Assigned task: Print the data exactly. Pictures stay out.

(Point localization data)
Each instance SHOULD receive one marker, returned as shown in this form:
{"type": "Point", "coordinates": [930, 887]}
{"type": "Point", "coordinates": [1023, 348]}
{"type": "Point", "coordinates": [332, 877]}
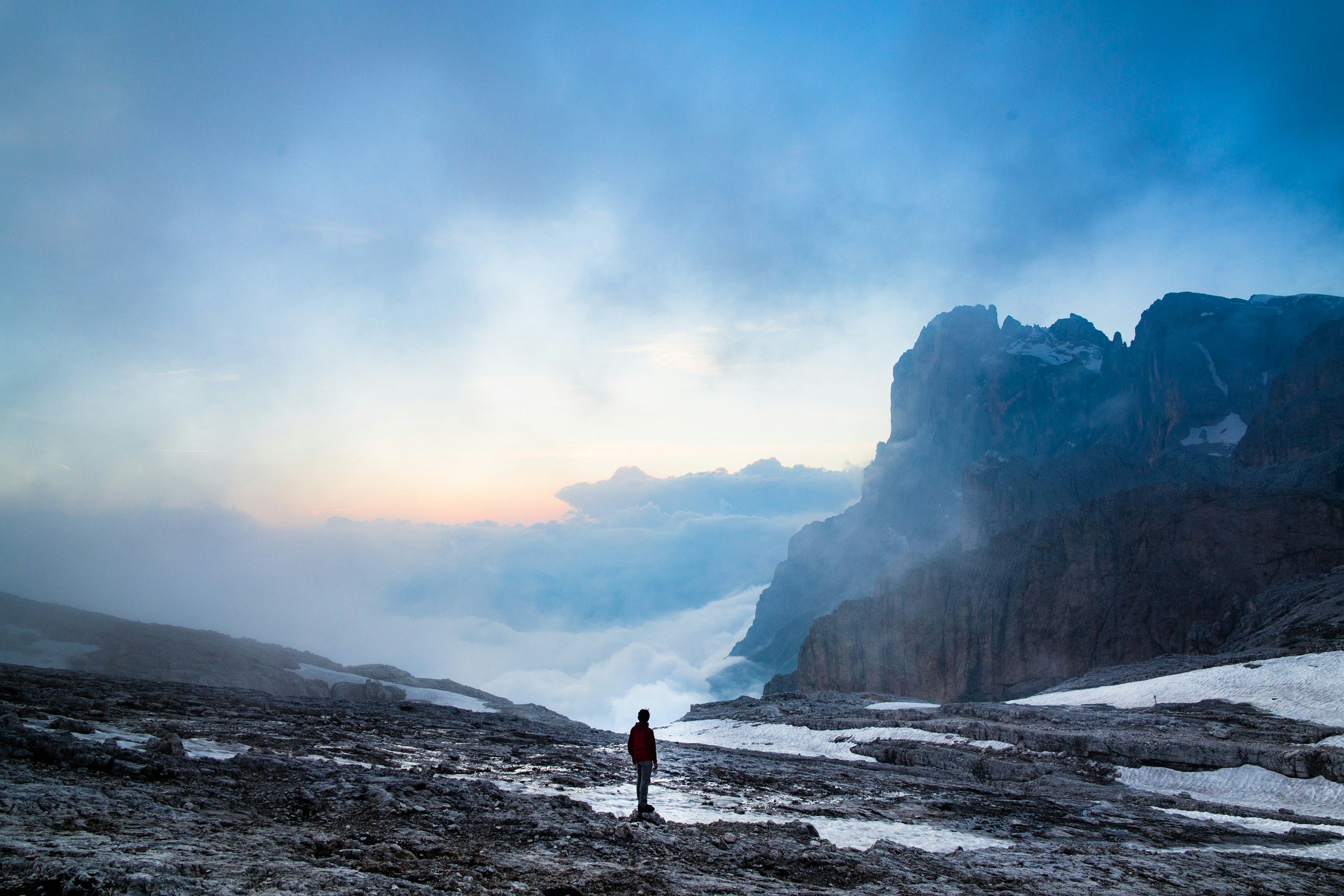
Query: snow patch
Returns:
{"type": "Point", "coordinates": [1310, 688]}
{"type": "Point", "coordinates": [796, 741]}
{"type": "Point", "coordinates": [1270, 827]}
{"type": "Point", "coordinates": [1226, 432]}
{"type": "Point", "coordinates": [1262, 825]}
{"type": "Point", "coordinates": [421, 695]}
{"type": "Point", "coordinates": [1213, 371]}
{"type": "Point", "coordinates": [1247, 786]}
{"type": "Point", "coordinates": [1043, 345]}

Answer to this task:
Each instance SHOULD receive one marker, returned as shown in this form:
{"type": "Point", "coordinates": [930, 887]}
{"type": "Point", "coordinates": [1023, 348]}
{"type": "Point", "coordinates": [332, 877]}
Query: snow patch
Returns:
{"type": "Point", "coordinates": [1310, 688]}
{"type": "Point", "coordinates": [796, 741]}
{"type": "Point", "coordinates": [1270, 827]}
{"type": "Point", "coordinates": [1226, 432]}
{"type": "Point", "coordinates": [1262, 825]}
{"type": "Point", "coordinates": [421, 695]}
{"type": "Point", "coordinates": [1213, 371]}
{"type": "Point", "coordinates": [1247, 786]}
{"type": "Point", "coordinates": [1043, 345]}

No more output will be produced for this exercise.